● Aim of the exercise
Below are some records; give them all again exactly, but not the pictures.
----------------
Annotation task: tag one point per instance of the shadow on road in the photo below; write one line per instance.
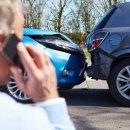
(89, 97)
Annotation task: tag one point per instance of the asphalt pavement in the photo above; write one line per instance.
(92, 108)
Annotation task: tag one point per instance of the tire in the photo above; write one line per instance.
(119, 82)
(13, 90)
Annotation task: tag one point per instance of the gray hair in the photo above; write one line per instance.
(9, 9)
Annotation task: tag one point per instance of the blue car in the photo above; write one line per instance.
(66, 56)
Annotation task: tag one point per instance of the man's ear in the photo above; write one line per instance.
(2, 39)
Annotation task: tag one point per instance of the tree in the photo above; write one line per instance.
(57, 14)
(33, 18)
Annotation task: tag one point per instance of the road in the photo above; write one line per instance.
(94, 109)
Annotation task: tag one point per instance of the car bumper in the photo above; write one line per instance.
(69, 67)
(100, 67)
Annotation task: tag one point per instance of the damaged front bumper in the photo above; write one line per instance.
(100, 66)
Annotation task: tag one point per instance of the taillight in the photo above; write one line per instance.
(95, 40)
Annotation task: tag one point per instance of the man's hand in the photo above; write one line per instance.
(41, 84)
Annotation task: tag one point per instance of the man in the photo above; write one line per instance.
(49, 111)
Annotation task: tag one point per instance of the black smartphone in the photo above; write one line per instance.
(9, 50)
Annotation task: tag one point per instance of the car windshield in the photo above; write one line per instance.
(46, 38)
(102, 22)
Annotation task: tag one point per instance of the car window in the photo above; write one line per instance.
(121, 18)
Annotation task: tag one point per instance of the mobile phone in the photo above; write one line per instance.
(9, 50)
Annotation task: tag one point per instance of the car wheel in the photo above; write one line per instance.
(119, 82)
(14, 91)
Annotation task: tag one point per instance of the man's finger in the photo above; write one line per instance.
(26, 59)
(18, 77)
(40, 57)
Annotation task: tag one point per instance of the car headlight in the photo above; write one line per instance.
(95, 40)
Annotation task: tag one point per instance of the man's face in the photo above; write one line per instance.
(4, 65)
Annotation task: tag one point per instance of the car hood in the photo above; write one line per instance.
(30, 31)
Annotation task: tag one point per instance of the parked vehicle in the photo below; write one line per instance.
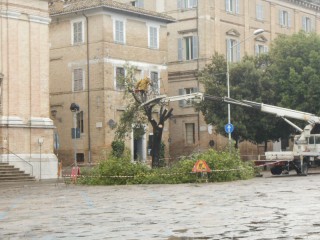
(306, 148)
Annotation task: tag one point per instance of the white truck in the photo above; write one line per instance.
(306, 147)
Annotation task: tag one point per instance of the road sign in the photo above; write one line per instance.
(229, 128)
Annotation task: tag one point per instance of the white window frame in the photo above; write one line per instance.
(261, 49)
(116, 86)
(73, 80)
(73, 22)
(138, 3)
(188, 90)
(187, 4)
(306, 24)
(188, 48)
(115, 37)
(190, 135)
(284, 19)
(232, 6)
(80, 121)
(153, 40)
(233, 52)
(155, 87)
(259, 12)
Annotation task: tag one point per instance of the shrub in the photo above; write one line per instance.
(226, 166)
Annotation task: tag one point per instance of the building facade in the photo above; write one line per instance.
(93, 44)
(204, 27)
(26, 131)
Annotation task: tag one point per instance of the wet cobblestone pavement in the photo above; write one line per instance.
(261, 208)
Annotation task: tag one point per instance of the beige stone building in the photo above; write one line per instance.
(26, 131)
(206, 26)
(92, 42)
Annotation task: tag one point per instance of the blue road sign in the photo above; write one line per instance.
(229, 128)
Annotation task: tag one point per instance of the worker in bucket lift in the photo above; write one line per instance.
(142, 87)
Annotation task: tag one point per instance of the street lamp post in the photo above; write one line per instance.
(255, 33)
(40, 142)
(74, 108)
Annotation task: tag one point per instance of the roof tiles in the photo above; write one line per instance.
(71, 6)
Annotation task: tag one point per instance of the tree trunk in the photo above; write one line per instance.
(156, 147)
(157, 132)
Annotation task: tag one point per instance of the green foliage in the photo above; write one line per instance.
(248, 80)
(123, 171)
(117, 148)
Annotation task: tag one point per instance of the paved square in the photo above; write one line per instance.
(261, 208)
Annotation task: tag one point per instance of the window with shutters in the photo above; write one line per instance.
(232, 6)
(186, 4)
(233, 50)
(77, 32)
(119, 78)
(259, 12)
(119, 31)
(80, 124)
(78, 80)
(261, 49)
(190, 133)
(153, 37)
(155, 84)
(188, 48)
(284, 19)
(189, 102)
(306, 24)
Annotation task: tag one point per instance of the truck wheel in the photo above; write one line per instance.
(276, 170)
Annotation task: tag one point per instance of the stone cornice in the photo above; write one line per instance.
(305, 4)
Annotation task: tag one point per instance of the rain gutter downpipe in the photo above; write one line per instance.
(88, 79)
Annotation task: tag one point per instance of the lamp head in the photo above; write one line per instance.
----------------
● Reply to the exercise
Annotation task: tag one point per instance of the shadow on road in the photo below; write one line per instance.
(89, 97)
Annotation task: tag one point per instance of the asphalt pavement in the photo above; write one line per instance.
(92, 108)
Annotation task: tag one point per instance of the tire in the photo above; write one line per instance.
(119, 82)
(13, 90)
Annotation task: tag one point per instance of the gray hair in the photo above; write one line per instance.
(9, 9)
Annotation task: tag one point per instance of the blue car in the photo above; write one line per instance.
(66, 56)
Annotation task: tag one point per instance of the man's ear in the photo above; write one line per instance.
(2, 39)
Annotation task: tag one point per instance of the tree in the photo above; write one line per instance.
(57, 14)
(33, 18)
Annotation task: tag one point per instance of the road in the photo above; write one line per instance.
(94, 109)
Annotation task: tag one point per instance of the car bumper in the photo above; write one line per instance.
(69, 67)
(100, 67)
Annotation task: tag one point per instance of the damaged front bumper in the photo above; write one line per instance.
(100, 66)
Annotation task: tag one point per instance of the taillight in the photo above; write one line per instance.
(95, 40)
Annotation task: tag one point per instance of the man's hand in the photo above; write one line per instance.
(41, 84)
Annotation task: tag one point per instance of the man in the photo above; write one line per instance.
(49, 111)
Annotation task: tag one point per instance of the black smartphone in the photo above; write one line per instance.
(9, 50)
Annotation task: tag one point per instance of the car windshield in the photo above; write one line per instance.
(46, 38)
(102, 22)
Annotation task: tag one point per instance of the car window in the photo above; write one line per instance.
(121, 18)
Annotation task: tag one point per instance of the mobile phone in the photo above; write one line per instance.
(9, 50)
Annotation task: tag one point per instance of the car wheel in the photo above; write one line per instance.
(119, 82)
(14, 91)
Annotation task: tag one point per instance of the man's finger in the photo above; write one line per instance.
(26, 59)
(18, 77)
(40, 57)
Annotation task: tag one point per instance of the car headlight in the photo above; write one line per instance.
(95, 40)
Annotation task: tag one point per instance of the man's face in the photo above; write one line per instance.
(4, 65)
Annotation task: tag one point per instance of the car hood in the photo above; write one line per instance.
(30, 31)
Annotation task: tag one point per instance of the parked vehicle in the photo below; write one line per instance.
(306, 148)
Annotation task: tag one point per instance of the white truck in the photo above; write one line per instance.
(306, 147)
Annotation task: tag one point per instance of the road sign in the photo above; write one line per instance.
(229, 128)
Annotation task: tag one point per instance of the white window frame in the photo above; write one line per instance.
(261, 49)
(116, 86)
(73, 80)
(73, 22)
(138, 3)
(188, 90)
(187, 4)
(306, 24)
(188, 48)
(115, 37)
(190, 135)
(284, 19)
(232, 6)
(80, 121)
(153, 40)
(233, 52)
(155, 87)
(259, 12)
Annotation task: tag one point per instance of the shrub in the photo above; write one line per instance.
(226, 166)
Annotation task: tag one point per instance of the building facade in the photo above; write one line per instance.
(93, 44)
(204, 27)
(26, 131)
Annotation task: tag one point per instance of the wet cobblestone pavement in the photo above; write one line per instance.
(261, 208)
Annotation task: tag one point per instance of the beige stone building in the photo above; write one line per instance.
(26, 131)
(206, 26)
(92, 42)
Annotation task: tag one point per instance of the blue road sign in the photo above; write one line per instance.
(229, 128)
Annotation task: tag one point per instance of the worker in bucket lift in the photo above; write one line per instance.
(142, 87)
Annotation task: tag one point per instance of the street lamp post in the photo above; write one line per instance.
(255, 33)
(40, 142)
(74, 108)
Annotation task: tag one point per instance of the roof tiles in the photo above; write one line per instance.
(71, 6)
Annotation task: tag one point per instance of the tree trunk in the photo above; write one line per instance.
(156, 147)
(157, 132)
Annotation task: tag one point per instance of the green foliage in the photo above; write one line per instance.
(248, 80)
(123, 171)
(117, 148)
Annotation task: tag one point per instance of the paved square in the photo above; write one line per instance.
(261, 208)
Annotation task: tag one point per instance of the window with shutters in the photo above; write one line per instance.
(232, 6)
(186, 4)
(233, 50)
(77, 32)
(119, 78)
(259, 12)
(119, 31)
(80, 124)
(78, 80)
(261, 49)
(190, 133)
(153, 37)
(155, 84)
(188, 48)
(284, 19)
(189, 102)
(306, 24)
Annotation task: tag one point per instance of the truck wheel in the photo above; write one line per instance.
(276, 170)
Annotation task: tag one point per instance of the stone cornice in the photo above; write one line per instance.
(305, 4)
Annotation task: tag one point per instance of the rain gutter downpipe in the photo above; write one line per instance.
(88, 79)
Annotation task: tag one point per instance of the lamp head in the photo above; write one line per instance.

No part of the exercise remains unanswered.